_TASK DESCRIPTION_. In the entries below, reproduce word for word every line from the one with "target: **window mullion**" to the one with "217 38 L 221", including both of those lines.
━━ GIVEN INFORMATION ━━
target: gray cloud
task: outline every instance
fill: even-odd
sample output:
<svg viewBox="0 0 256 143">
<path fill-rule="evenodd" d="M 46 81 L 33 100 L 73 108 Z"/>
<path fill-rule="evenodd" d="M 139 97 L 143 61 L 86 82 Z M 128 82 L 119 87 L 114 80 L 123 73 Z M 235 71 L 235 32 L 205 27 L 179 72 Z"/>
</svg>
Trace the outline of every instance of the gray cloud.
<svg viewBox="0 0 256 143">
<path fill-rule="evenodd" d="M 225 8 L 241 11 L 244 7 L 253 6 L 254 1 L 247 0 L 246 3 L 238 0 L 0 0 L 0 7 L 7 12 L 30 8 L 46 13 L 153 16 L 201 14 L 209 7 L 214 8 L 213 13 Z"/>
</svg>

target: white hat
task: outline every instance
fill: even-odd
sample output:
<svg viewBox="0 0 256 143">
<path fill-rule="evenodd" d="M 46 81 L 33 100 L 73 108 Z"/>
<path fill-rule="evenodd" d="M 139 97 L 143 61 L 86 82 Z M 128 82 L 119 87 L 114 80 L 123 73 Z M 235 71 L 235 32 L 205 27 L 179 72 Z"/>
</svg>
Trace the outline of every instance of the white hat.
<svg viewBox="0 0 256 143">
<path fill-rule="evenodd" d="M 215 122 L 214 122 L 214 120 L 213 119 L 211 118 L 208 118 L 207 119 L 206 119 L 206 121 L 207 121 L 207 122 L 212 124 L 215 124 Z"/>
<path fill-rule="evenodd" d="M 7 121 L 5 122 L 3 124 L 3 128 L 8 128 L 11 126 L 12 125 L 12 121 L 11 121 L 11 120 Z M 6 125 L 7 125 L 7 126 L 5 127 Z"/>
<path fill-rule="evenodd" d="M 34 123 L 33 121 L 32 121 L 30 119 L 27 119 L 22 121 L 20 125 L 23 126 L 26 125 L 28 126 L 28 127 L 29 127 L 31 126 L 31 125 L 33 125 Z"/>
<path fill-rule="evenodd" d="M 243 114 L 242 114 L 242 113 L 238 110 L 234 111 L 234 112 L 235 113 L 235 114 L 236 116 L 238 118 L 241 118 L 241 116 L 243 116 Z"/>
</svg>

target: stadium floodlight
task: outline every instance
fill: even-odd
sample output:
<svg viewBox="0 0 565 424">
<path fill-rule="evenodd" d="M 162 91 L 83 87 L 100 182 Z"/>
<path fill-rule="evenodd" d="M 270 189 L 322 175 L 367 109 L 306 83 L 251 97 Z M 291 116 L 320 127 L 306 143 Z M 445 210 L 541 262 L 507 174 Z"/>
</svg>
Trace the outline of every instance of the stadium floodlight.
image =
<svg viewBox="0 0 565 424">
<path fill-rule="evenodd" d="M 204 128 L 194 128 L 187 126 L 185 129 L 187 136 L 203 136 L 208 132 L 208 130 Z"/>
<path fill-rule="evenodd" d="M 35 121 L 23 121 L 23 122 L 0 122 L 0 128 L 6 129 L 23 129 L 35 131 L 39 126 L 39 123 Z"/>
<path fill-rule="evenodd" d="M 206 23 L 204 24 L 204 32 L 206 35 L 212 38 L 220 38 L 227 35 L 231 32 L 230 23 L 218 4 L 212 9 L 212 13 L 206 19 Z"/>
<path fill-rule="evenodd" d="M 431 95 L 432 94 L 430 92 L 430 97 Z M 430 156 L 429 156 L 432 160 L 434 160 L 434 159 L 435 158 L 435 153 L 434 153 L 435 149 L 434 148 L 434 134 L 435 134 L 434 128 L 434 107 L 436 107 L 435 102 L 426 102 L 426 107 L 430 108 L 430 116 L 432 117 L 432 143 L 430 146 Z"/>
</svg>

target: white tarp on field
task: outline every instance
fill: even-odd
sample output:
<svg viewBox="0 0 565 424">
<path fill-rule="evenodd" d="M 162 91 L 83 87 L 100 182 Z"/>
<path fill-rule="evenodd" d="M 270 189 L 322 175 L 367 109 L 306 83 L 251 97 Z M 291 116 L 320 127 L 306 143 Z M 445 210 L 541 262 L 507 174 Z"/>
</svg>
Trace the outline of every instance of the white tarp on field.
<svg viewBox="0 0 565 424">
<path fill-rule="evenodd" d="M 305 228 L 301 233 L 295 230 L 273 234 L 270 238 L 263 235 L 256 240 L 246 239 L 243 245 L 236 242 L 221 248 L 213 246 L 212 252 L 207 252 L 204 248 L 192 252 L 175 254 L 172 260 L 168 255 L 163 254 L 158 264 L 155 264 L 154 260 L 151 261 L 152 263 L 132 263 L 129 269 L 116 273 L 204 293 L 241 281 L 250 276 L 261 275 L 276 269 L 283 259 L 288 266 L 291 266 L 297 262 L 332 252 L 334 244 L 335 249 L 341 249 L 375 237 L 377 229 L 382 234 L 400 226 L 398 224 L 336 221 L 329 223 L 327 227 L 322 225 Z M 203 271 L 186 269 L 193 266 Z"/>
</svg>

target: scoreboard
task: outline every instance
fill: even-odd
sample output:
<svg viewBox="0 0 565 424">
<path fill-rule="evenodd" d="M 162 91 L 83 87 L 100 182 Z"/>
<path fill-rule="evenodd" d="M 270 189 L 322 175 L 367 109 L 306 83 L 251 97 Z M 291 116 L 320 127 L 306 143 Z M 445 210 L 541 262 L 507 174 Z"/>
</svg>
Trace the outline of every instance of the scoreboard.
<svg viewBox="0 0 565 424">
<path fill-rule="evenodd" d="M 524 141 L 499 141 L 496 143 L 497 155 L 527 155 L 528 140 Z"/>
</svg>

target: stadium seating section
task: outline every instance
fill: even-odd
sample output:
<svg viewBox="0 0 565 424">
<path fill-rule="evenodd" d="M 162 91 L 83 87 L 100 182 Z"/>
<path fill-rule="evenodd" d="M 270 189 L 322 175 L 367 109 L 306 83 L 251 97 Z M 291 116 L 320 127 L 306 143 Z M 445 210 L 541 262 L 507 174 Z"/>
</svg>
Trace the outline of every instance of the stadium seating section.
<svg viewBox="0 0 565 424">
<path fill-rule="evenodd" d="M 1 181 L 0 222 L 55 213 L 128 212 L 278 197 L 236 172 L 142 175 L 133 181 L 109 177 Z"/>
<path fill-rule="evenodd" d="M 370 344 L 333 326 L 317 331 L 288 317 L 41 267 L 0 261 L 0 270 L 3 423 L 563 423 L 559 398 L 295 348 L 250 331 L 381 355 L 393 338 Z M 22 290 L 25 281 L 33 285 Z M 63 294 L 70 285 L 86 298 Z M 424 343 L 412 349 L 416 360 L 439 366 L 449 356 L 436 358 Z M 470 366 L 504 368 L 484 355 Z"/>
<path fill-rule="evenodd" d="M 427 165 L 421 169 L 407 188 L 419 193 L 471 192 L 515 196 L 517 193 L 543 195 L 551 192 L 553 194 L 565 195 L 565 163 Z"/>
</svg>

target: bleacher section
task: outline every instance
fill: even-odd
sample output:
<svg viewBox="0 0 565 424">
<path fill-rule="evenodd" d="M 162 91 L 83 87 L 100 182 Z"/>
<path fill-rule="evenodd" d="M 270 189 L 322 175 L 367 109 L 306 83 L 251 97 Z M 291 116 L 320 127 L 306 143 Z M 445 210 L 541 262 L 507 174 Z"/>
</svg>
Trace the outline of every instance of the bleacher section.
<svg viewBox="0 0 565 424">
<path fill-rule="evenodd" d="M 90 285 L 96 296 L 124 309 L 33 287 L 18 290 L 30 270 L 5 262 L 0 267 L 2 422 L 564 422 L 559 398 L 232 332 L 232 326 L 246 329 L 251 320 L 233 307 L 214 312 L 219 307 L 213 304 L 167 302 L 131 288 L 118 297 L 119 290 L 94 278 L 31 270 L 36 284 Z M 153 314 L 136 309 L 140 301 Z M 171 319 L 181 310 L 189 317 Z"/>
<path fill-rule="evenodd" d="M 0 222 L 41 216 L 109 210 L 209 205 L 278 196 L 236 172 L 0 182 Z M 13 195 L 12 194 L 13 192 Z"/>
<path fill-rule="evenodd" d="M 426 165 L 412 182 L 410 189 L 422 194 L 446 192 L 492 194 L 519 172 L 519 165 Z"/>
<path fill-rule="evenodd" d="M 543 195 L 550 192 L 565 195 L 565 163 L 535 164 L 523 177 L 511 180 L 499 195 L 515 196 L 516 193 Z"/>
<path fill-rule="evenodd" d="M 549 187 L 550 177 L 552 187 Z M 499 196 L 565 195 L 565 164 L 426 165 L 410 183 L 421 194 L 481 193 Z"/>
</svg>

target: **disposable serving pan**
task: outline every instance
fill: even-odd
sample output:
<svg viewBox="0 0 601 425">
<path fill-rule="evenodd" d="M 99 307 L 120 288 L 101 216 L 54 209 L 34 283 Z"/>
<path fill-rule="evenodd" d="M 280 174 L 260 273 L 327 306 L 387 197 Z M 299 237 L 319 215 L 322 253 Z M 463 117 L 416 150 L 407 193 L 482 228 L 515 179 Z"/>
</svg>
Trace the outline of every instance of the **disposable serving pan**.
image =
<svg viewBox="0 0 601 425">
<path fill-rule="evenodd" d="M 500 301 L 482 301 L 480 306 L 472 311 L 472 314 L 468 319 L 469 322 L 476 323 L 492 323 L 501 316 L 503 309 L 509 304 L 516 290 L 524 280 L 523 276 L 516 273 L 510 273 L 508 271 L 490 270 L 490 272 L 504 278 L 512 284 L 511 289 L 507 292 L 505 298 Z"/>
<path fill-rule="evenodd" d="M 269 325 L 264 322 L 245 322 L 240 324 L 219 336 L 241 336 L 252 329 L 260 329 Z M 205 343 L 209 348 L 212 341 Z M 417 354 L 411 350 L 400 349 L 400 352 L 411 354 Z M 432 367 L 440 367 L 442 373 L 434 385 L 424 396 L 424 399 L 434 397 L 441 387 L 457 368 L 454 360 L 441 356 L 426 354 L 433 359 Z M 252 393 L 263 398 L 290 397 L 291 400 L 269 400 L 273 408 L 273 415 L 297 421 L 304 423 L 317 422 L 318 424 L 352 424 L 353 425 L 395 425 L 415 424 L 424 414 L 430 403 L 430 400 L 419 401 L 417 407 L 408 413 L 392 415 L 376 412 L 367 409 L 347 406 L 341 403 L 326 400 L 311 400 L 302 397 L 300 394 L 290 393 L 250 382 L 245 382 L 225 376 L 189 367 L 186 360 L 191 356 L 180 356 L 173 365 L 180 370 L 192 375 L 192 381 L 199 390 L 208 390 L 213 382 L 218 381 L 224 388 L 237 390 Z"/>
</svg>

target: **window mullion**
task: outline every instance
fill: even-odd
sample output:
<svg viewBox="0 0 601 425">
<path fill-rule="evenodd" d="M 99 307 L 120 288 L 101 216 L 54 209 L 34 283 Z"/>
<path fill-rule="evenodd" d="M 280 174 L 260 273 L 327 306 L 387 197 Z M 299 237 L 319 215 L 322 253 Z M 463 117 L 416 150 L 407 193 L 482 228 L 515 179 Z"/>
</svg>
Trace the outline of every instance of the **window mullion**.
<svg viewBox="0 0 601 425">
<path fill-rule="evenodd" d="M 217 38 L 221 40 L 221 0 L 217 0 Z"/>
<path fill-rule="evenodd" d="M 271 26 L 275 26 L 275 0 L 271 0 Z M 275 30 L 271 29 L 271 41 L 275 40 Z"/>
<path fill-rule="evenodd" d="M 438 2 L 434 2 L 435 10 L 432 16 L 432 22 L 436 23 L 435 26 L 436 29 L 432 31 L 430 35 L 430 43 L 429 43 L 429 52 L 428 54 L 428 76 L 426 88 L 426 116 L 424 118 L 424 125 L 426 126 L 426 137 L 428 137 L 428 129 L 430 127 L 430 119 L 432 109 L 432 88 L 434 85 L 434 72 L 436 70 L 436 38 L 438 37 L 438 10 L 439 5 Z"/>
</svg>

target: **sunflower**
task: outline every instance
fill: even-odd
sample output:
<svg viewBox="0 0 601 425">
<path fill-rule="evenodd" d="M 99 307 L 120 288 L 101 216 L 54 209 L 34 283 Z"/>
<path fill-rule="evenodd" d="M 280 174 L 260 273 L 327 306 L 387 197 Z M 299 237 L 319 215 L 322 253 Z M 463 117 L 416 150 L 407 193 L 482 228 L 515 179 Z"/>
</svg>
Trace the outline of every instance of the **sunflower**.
━━━
_WRITTEN ANSWER_.
target: **window mullion**
task: outline every instance
fill: even-odd
sample output:
<svg viewBox="0 0 601 425">
<path fill-rule="evenodd" d="M 99 307 L 120 288 L 101 216 L 54 209 L 34 283 Z"/>
<path fill-rule="evenodd" d="M 280 174 L 260 273 L 327 306 L 387 197 Z M 299 237 L 319 215 L 322 253 Z M 463 117 L 416 150 L 407 193 L 482 228 L 515 179 Z"/>
</svg>
Trace the outline of every instance of the **window mullion**.
<svg viewBox="0 0 601 425">
<path fill-rule="evenodd" d="M 217 38 L 221 40 L 221 0 L 217 0 Z"/>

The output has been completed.